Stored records
* * * * *

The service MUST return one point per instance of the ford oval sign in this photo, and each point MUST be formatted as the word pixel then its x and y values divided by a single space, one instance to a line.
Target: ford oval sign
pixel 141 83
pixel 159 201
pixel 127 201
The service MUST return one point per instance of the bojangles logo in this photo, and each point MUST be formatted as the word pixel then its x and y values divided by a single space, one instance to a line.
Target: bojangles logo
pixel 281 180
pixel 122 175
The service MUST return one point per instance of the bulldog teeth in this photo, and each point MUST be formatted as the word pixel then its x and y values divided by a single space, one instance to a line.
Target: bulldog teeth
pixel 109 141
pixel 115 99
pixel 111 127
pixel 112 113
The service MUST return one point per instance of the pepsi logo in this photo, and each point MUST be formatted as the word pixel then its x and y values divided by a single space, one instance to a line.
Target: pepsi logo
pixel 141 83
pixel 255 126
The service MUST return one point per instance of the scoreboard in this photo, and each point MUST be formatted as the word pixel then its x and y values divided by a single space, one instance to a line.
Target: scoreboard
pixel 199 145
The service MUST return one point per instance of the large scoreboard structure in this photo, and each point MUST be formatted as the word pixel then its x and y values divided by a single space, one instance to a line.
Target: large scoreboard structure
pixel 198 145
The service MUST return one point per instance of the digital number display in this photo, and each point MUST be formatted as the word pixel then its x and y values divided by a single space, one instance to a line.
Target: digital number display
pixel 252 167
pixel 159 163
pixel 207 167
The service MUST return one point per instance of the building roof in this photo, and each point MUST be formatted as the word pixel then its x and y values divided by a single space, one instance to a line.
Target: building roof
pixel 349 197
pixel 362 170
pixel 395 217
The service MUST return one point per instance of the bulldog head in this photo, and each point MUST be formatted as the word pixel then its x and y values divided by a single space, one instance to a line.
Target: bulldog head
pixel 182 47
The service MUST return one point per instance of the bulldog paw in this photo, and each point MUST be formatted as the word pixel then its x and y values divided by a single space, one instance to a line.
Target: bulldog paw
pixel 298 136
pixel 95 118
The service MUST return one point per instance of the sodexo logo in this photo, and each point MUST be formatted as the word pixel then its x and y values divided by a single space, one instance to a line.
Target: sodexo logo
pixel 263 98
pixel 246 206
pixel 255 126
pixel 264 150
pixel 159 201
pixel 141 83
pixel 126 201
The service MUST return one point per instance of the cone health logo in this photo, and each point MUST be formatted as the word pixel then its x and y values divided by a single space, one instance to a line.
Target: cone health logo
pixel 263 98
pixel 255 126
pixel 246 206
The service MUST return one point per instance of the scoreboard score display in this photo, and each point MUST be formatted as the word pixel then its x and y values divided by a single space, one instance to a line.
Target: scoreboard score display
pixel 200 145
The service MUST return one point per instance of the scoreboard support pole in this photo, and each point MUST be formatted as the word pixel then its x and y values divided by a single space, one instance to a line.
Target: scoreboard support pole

* * * * *

## WHAT YOU NEED TO DO
Return every one of the entries above verbatim, reproducing each line without any alteration.

## RESPONSE FOR THIS EXERCISE
The service MUST return one point per instance of the ford oval sign in this photo, and each point MUST be formatted as the word pixel then its x and y values divided by a single space, one instance to a line.
Target: ford oval sign
pixel 141 83
pixel 159 201
pixel 127 201
The service MUST return one point per instance of the bojangles logo in this photo, and each point MUST be formatted as the word pixel then its x and y values divided by a single space, one instance to a line.
Target: bojangles logo
pixel 281 180
pixel 122 175
The service MUST return one point per instance of the bulldog teeth in this photo, and each point MUST be formatted as the word pixel then its x and y values divided by a single space, one instance to a line.
Target: bulldog teeth
pixel 109 141
pixel 115 99
pixel 111 127
pixel 112 113
The service MUST return one point per instance of the pepsi logo in this photo, and each point MUST be formatted as the word pixel then its x and y values divided by a single space, one instance to a line.
Target: pepsi logo
pixel 141 83
pixel 255 126
The service MUST return one point per instance of the scoreboard in this photo, and each point MUST be formatted as the word pixel then its x and y values divided by a single space, one instance to a line.
Target: scoreboard
pixel 199 145
The service MUST return one point per instance of the large scoreboard structure in this photo, and each point MUST be formatted as the word pixel then its x and y values divided by a single space, one instance to a line.
Target: large scoreboard structure
pixel 198 145
The service MUST return one point per instance of the digital number display in this photo, and each point MUST be formatted as the word pixel then its x and y values divided by a single space, one instance to a line.
Target: digital number display
pixel 252 167
pixel 159 163
pixel 207 167
The service MUST return one point per instance of the building roof in this photo, and each point MUST be formatted as the word pixel then its x and y values divided by a single space, one instance to a line.
Target: building roof
pixel 349 197
pixel 362 170
pixel 395 217
The service MUST return one point per instance of the bulldog head in this photo, and each point MUST be formatted as the word pixel then its x and y values divided by a single space, one instance to a line.
Target: bulldog head
pixel 182 47
The service MUST return one point per instance of the bulldog paw in this photo, and each point MUST be formatted as the word pixel then its x and y values divided by a single space, one instance to a line.
Target: bulldog paw
pixel 298 136
pixel 95 118
The service MUST return one point per instance of the sodexo logo in this photo, and each point MUST be formatted as the word pixel then its x and y values divided by a single space, one instance to a line.
Target: sodexo logo
pixel 263 98
pixel 246 206
pixel 255 126
pixel 264 150
pixel 159 201
pixel 141 83
pixel 126 201
The service MUST return one point per instance of the cone health logo in this photo, and each point MUST be formatted as the word pixel then its x and y values divided by a single space, one instance to a line.
Target: cone health logo
pixel 263 98
pixel 255 126
pixel 246 206
The service MUST return one point per instance of the scoreboard score display in this photo, and each point MUST be formatted as the word pixel then its x and y values divided by a single space, one instance to a line.
Target: scoreboard score display
pixel 200 145
The service MUST return one point per instance of the scoreboard support pole in this photo, and each point MUST be formatted as the word pixel then its x and y values divided by a single space, one instance to a line.
Target: scoreboard support pole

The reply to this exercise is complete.